» The exercise
Rewrite the part of the material that starts with the line containing "[32, 89], one" and runs to the end, replacing "shrub" with "bush" and leaving everything else unchanged.

***** Source material

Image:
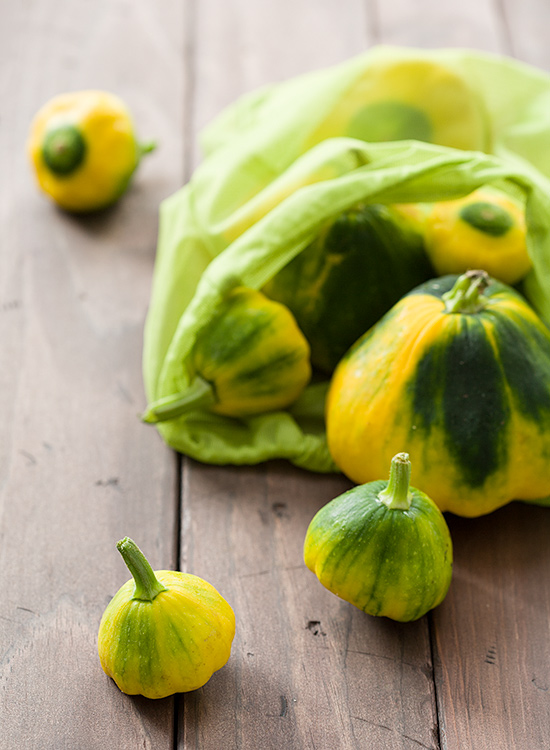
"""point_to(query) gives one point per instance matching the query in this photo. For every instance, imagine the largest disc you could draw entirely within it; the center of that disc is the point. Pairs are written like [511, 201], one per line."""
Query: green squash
[459, 372]
[383, 546]
[250, 358]
[163, 632]
[361, 263]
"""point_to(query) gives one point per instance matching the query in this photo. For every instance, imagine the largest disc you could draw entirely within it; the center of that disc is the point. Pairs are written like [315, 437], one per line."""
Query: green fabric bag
[281, 162]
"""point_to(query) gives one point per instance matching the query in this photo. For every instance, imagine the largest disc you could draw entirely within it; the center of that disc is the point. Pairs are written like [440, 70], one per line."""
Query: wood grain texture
[242, 45]
[77, 468]
[493, 633]
[307, 670]
[440, 23]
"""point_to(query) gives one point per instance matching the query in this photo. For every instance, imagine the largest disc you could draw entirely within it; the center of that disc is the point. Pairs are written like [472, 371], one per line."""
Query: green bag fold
[283, 161]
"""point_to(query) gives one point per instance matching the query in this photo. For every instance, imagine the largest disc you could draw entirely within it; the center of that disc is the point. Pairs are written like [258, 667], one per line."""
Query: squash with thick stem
[459, 372]
[163, 632]
[250, 358]
[486, 229]
[383, 546]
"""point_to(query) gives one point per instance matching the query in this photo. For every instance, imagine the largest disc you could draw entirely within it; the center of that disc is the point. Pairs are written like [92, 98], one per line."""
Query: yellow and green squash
[163, 632]
[459, 372]
[358, 266]
[485, 230]
[250, 358]
[395, 100]
[383, 546]
[84, 150]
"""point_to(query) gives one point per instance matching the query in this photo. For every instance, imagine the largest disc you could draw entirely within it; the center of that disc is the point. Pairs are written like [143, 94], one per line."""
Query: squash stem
[63, 150]
[397, 495]
[465, 296]
[200, 394]
[147, 585]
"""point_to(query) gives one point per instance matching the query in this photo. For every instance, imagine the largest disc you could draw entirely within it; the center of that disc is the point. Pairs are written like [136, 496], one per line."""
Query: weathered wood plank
[77, 468]
[440, 23]
[307, 669]
[527, 23]
[493, 633]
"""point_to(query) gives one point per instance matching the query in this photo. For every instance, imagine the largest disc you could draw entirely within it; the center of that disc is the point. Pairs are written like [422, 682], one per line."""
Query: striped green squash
[250, 358]
[383, 546]
[163, 632]
[459, 372]
[360, 264]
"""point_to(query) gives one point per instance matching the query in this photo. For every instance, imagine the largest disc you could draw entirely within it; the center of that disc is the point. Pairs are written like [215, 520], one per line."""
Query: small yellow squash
[163, 632]
[84, 150]
[486, 230]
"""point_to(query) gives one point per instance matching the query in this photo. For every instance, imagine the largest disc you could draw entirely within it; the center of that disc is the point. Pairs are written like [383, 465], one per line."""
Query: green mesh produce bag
[281, 162]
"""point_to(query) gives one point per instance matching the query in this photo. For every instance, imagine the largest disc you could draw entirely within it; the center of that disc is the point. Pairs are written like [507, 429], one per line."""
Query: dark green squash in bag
[351, 274]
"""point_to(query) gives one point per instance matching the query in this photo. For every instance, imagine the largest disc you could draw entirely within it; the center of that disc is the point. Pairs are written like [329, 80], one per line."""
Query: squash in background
[486, 230]
[360, 264]
[459, 372]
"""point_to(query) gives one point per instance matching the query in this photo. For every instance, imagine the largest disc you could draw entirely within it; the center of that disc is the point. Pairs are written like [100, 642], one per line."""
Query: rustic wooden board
[307, 670]
[77, 468]
[492, 636]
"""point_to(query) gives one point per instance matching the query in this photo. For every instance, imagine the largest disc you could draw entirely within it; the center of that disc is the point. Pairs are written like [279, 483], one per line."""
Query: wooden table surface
[78, 470]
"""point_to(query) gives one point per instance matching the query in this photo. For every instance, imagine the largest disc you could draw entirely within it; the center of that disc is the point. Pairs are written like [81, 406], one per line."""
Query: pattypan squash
[163, 632]
[383, 546]
[84, 150]
[459, 372]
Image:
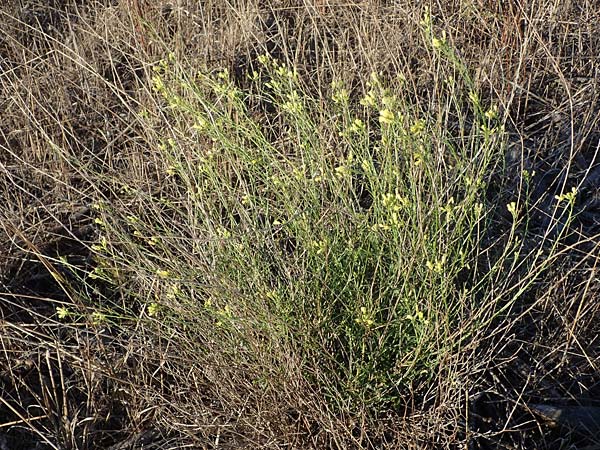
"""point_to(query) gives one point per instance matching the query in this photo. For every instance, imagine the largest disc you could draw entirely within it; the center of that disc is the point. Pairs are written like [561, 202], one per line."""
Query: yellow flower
[386, 116]
[153, 309]
[62, 312]
[163, 273]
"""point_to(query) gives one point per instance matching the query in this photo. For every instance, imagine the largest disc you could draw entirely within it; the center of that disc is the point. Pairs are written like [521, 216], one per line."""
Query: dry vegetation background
[74, 76]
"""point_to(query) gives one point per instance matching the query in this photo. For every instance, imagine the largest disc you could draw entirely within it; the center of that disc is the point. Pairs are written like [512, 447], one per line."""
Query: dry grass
[74, 78]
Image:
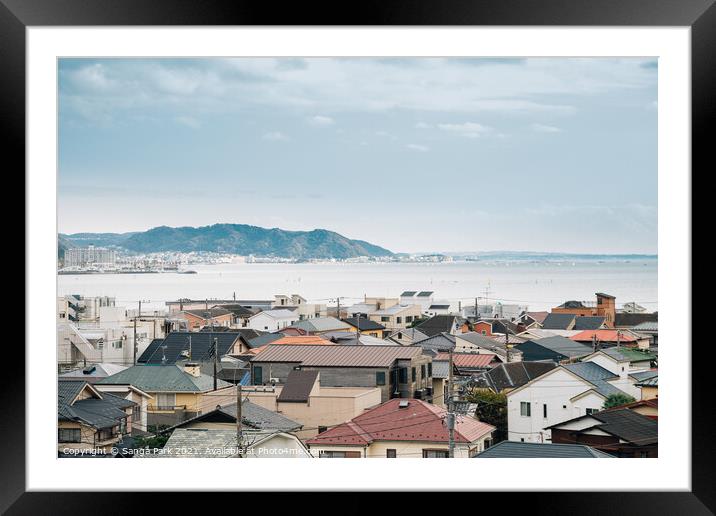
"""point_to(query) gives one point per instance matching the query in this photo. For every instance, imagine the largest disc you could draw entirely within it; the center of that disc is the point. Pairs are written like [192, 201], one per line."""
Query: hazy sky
[410, 154]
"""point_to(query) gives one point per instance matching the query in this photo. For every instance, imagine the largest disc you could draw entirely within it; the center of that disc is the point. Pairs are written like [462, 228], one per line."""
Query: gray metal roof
[520, 450]
[321, 324]
[564, 346]
[596, 375]
[163, 378]
[337, 356]
[558, 321]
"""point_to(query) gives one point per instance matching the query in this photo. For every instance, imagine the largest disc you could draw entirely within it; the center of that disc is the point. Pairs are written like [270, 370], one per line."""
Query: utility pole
[216, 360]
[239, 435]
[451, 412]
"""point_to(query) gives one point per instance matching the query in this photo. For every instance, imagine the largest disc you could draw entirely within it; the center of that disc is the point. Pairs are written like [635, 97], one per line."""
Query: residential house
[215, 443]
[401, 428]
[316, 407]
[273, 320]
[439, 324]
[621, 432]
[422, 298]
[93, 372]
[197, 319]
[397, 370]
[321, 325]
[193, 346]
[89, 419]
[506, 377]
[178, 392]
[520, 450]
[609, 338]
[366, 327]
[557, 349]
[407, 336]
[565, 392]
[396, 316]
[605, 306]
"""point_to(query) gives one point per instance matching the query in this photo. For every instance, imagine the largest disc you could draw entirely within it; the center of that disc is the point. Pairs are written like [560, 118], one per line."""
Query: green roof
[163, 378]
[630, 354]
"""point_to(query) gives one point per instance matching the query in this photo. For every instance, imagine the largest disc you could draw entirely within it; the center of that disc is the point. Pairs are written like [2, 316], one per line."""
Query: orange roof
[302, 339]
[417, 421]
[604, 336]
[467, 359]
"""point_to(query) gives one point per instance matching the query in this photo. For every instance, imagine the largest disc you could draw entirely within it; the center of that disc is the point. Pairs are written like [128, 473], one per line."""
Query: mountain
[239, 239]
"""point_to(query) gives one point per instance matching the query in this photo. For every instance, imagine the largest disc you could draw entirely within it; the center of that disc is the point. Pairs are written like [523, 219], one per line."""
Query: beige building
[303, 399]
[401, 428]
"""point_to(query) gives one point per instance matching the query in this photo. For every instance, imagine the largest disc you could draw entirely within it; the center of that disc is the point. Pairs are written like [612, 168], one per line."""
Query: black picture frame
[699, 15]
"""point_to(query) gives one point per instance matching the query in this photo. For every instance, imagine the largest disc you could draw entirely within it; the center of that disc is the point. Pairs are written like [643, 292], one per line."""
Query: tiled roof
[293, 340]
[320, 324]
[163, 378]
[467, 360]
[440, 342]
[596, 375]
[437, 324]
[337, 356]
[417, 421]
[588, 322]
[510, 375]
[177, 343]
[604, 336]
[298, 386]
[625, 424]
[564, 346]
[520, 450]
[558, 321]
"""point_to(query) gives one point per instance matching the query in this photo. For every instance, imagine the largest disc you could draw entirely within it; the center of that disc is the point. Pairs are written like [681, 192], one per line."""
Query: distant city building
[91, 255]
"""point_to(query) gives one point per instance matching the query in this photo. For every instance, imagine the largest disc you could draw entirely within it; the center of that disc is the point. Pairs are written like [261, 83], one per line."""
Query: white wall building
[566, 392]
[273, 320]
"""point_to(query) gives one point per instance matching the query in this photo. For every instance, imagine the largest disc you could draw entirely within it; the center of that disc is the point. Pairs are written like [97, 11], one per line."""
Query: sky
[412, 154]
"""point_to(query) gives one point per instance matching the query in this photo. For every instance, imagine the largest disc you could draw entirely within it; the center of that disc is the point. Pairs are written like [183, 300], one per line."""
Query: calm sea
[540, 285]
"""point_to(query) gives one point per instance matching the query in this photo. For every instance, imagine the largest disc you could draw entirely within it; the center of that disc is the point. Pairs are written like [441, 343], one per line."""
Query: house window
[165, 400]
[525, 409]
[435, 454]
[68, 435]
[338, 455]
[258, 375]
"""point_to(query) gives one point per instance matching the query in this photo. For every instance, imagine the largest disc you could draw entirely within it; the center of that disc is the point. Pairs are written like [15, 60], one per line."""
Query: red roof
[302, 339]
[419, 421]
[467, 359]
[604, 336]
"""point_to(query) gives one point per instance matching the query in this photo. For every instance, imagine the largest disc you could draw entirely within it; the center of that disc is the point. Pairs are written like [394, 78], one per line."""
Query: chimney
[193, 369]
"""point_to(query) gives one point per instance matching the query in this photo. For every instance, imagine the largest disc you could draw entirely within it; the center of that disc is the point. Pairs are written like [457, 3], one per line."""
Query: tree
[491, 409]
[617, 400]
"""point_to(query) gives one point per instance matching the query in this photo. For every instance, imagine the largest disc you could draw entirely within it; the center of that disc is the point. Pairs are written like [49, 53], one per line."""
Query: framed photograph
[427, 231]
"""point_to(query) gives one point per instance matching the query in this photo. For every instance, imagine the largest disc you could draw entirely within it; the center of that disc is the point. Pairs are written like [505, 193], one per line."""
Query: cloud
[330, 85]
[188, 121]
[542, 128]
[467, 129]
[275, 136]
[321, 121]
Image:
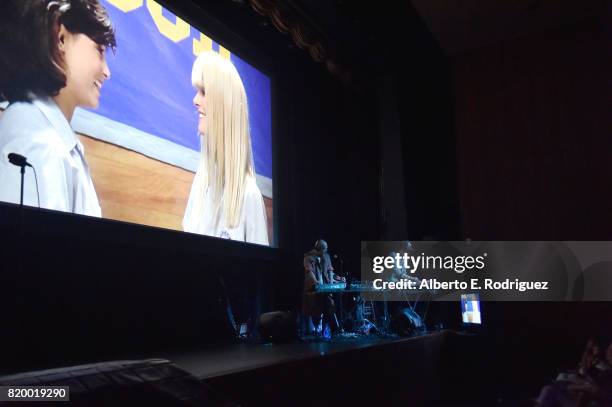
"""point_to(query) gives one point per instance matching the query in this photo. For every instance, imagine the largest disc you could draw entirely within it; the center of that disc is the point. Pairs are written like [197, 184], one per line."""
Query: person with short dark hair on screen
[52, 60]
[225, 200]
[589, 386]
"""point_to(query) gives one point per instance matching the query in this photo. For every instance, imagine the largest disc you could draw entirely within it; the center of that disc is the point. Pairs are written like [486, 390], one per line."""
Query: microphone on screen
[18, 160]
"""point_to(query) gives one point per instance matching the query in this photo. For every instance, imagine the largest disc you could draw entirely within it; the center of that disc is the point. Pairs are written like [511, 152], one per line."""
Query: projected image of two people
[131, 153]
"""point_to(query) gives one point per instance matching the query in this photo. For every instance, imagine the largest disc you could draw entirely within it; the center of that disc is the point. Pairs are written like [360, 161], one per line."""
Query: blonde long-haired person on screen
[224, 201]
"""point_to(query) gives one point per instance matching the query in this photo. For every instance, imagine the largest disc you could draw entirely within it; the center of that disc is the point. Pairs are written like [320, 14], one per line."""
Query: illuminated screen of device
[470, 309]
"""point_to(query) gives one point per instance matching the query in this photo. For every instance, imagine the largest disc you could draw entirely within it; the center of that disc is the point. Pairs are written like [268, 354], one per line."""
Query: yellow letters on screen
[175, 32]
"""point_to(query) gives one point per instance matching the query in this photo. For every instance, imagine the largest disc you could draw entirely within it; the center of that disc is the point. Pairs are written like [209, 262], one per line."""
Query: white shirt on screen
[253, 226]
[40, 132]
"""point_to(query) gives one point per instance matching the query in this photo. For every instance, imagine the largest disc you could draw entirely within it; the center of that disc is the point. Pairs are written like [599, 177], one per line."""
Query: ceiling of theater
[457, 25]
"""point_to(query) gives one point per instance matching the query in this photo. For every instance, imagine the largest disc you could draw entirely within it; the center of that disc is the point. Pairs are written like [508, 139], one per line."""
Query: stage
[432, 369]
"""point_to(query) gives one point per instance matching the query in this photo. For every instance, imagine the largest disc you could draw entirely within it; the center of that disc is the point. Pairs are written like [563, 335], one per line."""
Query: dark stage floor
[216, 361]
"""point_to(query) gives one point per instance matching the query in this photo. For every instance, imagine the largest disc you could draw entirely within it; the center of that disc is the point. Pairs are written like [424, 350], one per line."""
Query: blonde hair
[227, 157]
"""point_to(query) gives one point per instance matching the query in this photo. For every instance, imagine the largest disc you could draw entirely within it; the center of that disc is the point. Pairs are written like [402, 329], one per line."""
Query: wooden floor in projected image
[134, 188]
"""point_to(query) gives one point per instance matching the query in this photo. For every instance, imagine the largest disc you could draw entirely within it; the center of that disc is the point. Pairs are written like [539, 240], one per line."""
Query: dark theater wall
[533, 128]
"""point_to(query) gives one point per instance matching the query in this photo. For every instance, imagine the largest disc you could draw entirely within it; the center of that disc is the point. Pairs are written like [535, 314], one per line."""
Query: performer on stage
[225, 200]
[52, 59]
[319, 270]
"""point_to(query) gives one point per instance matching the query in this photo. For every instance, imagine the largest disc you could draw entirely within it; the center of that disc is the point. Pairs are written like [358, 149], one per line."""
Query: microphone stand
[21, 195]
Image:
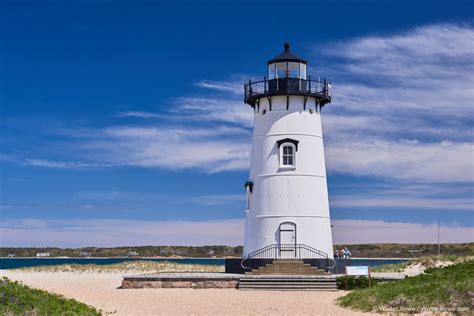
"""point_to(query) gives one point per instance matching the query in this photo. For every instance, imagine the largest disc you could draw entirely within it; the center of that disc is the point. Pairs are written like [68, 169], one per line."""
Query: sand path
[101, 291]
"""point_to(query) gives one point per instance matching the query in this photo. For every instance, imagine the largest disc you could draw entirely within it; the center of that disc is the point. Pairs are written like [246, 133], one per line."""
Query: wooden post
[347, 287]
[369, 277]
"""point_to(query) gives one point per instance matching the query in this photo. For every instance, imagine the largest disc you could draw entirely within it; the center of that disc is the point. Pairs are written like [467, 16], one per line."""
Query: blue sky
[123, 122]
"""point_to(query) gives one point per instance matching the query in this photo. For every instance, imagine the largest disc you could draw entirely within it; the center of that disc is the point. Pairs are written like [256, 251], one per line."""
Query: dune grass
[126, 267]
[448, 289]
[423, 262]
[18, 299]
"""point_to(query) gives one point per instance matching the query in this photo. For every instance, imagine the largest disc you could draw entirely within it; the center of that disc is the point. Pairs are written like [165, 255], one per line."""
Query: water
[14, 263]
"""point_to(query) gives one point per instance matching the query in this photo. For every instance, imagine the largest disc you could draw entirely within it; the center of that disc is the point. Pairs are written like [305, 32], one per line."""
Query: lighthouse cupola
[287, 213]
[287, 75]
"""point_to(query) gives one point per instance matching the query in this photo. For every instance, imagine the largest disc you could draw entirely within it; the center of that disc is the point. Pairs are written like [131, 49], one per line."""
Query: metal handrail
[257, 86]
[289, 252]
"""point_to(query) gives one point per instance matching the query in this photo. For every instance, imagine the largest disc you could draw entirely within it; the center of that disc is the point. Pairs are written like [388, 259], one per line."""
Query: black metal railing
[290, 252]
[261, 87]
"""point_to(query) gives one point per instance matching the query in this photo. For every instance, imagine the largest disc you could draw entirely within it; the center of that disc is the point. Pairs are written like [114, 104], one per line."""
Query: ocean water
[14, 263]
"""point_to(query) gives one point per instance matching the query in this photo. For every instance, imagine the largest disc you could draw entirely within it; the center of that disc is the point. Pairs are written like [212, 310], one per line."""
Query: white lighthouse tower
[287, 212]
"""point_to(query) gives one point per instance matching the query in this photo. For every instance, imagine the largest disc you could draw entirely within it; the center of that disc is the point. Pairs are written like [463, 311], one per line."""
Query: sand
[101, 291]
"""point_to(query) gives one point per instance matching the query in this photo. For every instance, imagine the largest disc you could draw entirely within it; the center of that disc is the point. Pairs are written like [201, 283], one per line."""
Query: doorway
[287, 240]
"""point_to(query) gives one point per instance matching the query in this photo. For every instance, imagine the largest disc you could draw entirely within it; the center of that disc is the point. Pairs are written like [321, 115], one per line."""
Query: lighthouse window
[287, 155]
[271, 71]
[302, 71]
[293, 70]
[281, 69]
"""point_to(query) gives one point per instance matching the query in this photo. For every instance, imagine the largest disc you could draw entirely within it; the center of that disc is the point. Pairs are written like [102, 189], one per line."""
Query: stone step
[325, 285]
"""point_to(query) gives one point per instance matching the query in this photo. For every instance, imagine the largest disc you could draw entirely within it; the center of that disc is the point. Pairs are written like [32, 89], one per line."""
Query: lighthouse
[287, 213]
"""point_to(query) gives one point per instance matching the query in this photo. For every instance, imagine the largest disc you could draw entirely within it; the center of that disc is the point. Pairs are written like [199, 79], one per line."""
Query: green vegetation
[220, 251]
[143, 251]
[446, 289]
[407, 250]
[353, 282]
[18, 299]
[423, 262]
[130, 266]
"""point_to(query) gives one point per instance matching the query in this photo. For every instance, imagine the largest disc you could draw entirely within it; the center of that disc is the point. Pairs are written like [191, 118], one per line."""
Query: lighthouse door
[287, 240]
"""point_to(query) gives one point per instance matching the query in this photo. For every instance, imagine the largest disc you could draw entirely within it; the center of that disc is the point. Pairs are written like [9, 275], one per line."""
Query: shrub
[353, 282]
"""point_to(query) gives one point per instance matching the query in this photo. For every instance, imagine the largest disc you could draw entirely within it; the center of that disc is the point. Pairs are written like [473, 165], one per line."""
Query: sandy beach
[101, 290]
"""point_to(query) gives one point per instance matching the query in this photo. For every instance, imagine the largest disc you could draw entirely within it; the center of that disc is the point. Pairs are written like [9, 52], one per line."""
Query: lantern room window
[280, 70]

**********

» Response to the exercise
"""point_to(query) gives one point per instance matching the query in this photo. For every instance, imagine the largest disc you could draw entirely within it; the center of that disc is the point. Pairs are written like [32, 89], one per line."""
Query: lighthouse
[287, 213]
"""point_to(query) gives one point per instance matching the query in this photo. For every instance, imagine the largest disc you could draw entirely within it; the center of that disc is the point. Pairs are written like [199, 79], one per line."""
Query: green vegetation
[220, 251]
[143, 251]
[446, 289]
[407, 250]
[353, 282]
[18, 299]
[423, 262]
[130, 266]
"""point_to(query) gives one point per instance matching the query in this photo. For every instance, imagine the largest disc you could draw entirely within it; the center of that disc is the point. Pairs are written like [191, 118], one per line."""
Query: lighthouse door
[287, 240]
"""point_to(query) gives one point per instance matching the query in this photo. For every instance, imagine the largest disc you could draw entirely within it; the center of that disc is the point. Pairs are written like [9, 275], one per line."""
Query: bush
[353, 282]
"""point_to(query) gives one point per instance matching the query in this photo. For every instance, imagine the largest disc you could draw entirely within it; the center of that disc is the point. Pairs are written like [473, 165], one per line."""
Query: sandy beach
[101, 290]
"""point_to(query) gives one point per instance matching the query in this photo. For every instance, imagine the largest disc you could draw entirely within it; the center of that disc is the point. Pairs are written like [9, 52], one per line."""
Query: lantern room window
[280, 70]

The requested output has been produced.